Short problem: Pull out every line of the data below that contains the string "balloon".

Input rows:
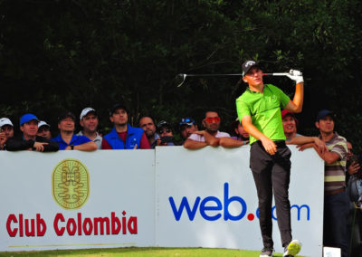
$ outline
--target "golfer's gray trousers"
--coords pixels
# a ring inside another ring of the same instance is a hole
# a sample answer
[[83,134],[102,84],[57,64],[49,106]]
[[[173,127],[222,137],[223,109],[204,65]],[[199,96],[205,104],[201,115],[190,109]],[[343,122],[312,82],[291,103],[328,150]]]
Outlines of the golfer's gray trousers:
[[268,154],[261,141],[251,146],[250,167],[259,200],[259,222],[265,248],[273,248],[272,202],[274,201],[283,247],[291,241],[291,203],[288,189],[291,177],[291,150],[285,141],[275,141],[277,152]]

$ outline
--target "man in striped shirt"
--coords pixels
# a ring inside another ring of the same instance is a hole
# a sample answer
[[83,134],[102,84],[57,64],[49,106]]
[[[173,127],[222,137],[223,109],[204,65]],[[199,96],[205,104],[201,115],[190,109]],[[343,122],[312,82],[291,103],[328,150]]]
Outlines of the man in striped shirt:
[[[349,199],[346,192],[347,140],[334,131],[334,115],[330,110],[320,110],[316,119],[319,138],[327,150],[314,147],[325,161],[324,168],[324,224],[323,244],[341,248],[342,257],[348,253],[348,215]],[[314,143],[315,144],[315,143]],[[306,145],[302,147],[305,148]]]

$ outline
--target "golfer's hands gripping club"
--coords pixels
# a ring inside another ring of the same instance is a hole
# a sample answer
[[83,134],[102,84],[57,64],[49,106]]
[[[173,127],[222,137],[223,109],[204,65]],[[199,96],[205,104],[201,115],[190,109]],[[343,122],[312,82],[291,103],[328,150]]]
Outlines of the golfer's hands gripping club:
[[268,138],[262,139],[262,144],[268,154],[273,156],[277,152],[277,146],[275,145],[274,141],[269,139]]
[[294,81],[296,84],[304,82],[302,73],[297,70],[289,71],[289,74],[287,75],[287,77]]

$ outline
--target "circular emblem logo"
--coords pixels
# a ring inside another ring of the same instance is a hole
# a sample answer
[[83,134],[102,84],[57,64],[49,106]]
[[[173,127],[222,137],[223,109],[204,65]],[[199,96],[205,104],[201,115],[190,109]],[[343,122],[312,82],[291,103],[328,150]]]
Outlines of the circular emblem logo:
[[90,195],[90,175],[80,160],[63,159],[52,175],[52,197],[66,210],[81,208]]

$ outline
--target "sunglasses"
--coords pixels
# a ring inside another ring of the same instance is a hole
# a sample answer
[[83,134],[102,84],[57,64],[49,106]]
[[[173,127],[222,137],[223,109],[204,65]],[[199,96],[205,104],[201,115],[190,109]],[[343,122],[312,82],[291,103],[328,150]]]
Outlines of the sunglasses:
[[169,128],[165,128],[165,129],[159,130],[159,134],[169,133],[169,132],[171,132],[171,129],[169,129]]
[[185,119],[181,119],[181,121],[178,125],[182,126],[182,125],[192,125],[192,124],[195,124],[195,121],[193,119],[191,119],[189,118],[185,118]]
[[43,131],[50,131],[48,128],[42,128],[38,129],[38,132],[43,132]]
[[220,117],[205,118],[205,120],[207,123],[213,123],[213,122],[217,123],[217,122],[220,122],[220,119],[221,119]]

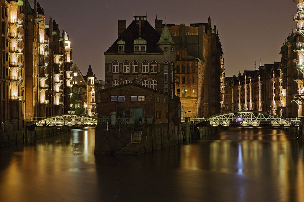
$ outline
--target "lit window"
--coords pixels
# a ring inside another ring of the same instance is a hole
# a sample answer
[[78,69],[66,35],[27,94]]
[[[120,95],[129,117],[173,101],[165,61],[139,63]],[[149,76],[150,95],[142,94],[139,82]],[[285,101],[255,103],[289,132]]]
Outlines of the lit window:
[[137,101],[137,96],[131,96],[131,102],[136,102],[136,101]]
[[164,70],[164,82],[168,83],[168,70]]
[[132,63],[132,72],[134,73],[138,72],[138,63],[136,61]]
[[145,45],[141,45],[140,51],[142,51],[143,52],[146,51],[146,47]]
[[118,96],[118,101],[119,102],[124,102],[125,101],[125,96]]
[[157,81],[155,80],[152,80],[151,81],[150,85],[150,87],[153,90],[157,90]]
[[117,80],[114,80],[112,82],[112,86],[117,86],[119,85],[119,81]]
[[134,51],[139,51],[140,46],[139,45],[134,45]]
[[118,73],[119,72],[118,67],[119,63],[117,61],[113,62],[112,65],[112,71],[113,73]]
[[151,72],[153,73],[157,72],[157,63],[155,61],[151,62]]
[[147,73],[149,71],[149,64],[146,61],[143,63],[143,73]]
[[121,52],[123,51],[124,51],[124,46],[123,45],[119,45],[118,51],[120,51]]
[[143,86],[147,88],[149,87],[149,81],[147,80],[145,80],[143,81]]
[[123,72],[129,73],[130,72],[130,63],[127,61],[123,63]]
[[124,84],[128,84],[130,83],[130,81],[129,80],[125,80],[123,81],[123,83]]

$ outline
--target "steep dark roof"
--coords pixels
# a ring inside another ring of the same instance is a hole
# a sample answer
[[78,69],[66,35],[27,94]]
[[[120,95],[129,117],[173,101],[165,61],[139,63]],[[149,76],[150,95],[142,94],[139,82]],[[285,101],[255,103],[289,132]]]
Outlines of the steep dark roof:
[[44,13],[41,9],[41,7],[40,6],[40,4],[39,4],[39,3],[37,3],[37,12],[38,12],[38,15],[44,15]]
[[[121,34],[121,38],[125,41],[125,53],[133,53],[133,41],[139,38],[139,26],[138,20],[134,20]],[[147,41],[147,53],[162,53],[163,51],[156,44],[159,40],[160,35],[149,22],[145,20],[141,20],[141,38]],[[117,42],[120,40],[119,37],[105,53],[118,52]]]
[[87,72],[87,77],[94,77],[94,74],[93,71],[92,71],[92,68],[91,67],[91,64],[89,65],[89,68],[88,69],[88,72]]

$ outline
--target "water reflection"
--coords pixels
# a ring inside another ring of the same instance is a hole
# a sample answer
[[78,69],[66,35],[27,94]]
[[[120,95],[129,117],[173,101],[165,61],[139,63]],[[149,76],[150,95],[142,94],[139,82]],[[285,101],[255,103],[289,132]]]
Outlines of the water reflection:
[[94,157],[95,136],[0,148],[0,200],[304,201],[303,148],[279,130],[223,130],[141,156]]

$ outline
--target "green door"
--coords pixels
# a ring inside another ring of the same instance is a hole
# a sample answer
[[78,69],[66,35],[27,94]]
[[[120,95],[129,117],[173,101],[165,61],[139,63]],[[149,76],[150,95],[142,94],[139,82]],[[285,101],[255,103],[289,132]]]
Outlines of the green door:
[[143,108],[130,108],[130,117],[134,120],[134,123],[139,123],[139,118],[143,118]]

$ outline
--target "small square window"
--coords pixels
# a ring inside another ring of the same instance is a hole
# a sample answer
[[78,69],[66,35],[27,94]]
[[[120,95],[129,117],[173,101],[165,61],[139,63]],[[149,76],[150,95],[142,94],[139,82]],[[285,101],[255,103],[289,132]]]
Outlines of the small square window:
[[131,96],[131,102],[137,102],[137,96]]
[[138,96],[138,101],[139,102],[144,102],[145,101],[145,96]]
[[118,101],[119,102],[124,102],[125,101],[125,96],[118,96]]

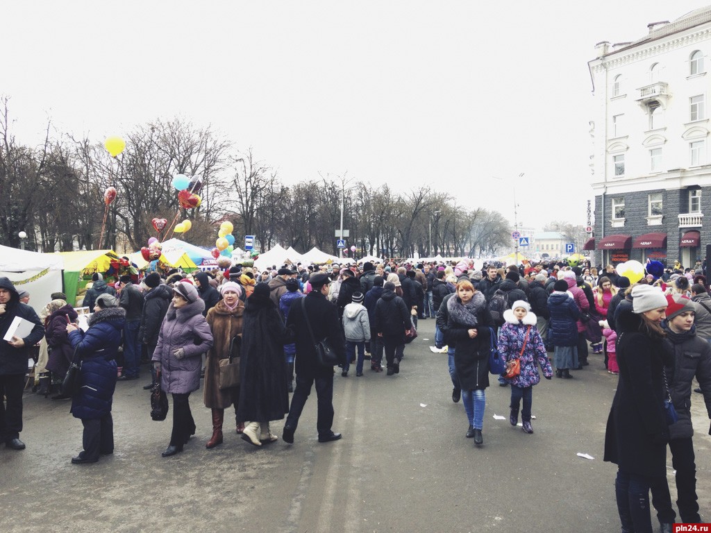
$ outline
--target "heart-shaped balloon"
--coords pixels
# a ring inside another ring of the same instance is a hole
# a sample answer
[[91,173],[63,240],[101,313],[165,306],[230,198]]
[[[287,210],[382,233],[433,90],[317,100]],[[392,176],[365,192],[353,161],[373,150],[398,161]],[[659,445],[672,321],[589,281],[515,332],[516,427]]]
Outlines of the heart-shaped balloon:
[[178,203],[183,209],[193,209],[200,205],[200,197],[189,190],[181,190],[178,193]]
[[163,229],[168,225],[168,221],[164,218],[154,218],[151,222],[153,222],[154,228],[159,233],[163,231]]
[[104,203],[108,205],[114,201],[116,198],[116,188],[114,187],[107,187],[104,191]]

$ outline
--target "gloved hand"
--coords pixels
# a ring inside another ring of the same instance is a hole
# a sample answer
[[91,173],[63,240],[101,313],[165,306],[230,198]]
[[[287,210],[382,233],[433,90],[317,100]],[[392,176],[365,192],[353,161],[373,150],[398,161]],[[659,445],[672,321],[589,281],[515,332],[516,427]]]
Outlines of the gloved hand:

Result:
--target "heart-shaped balloon"
Outlines of the heart-shaped balloon:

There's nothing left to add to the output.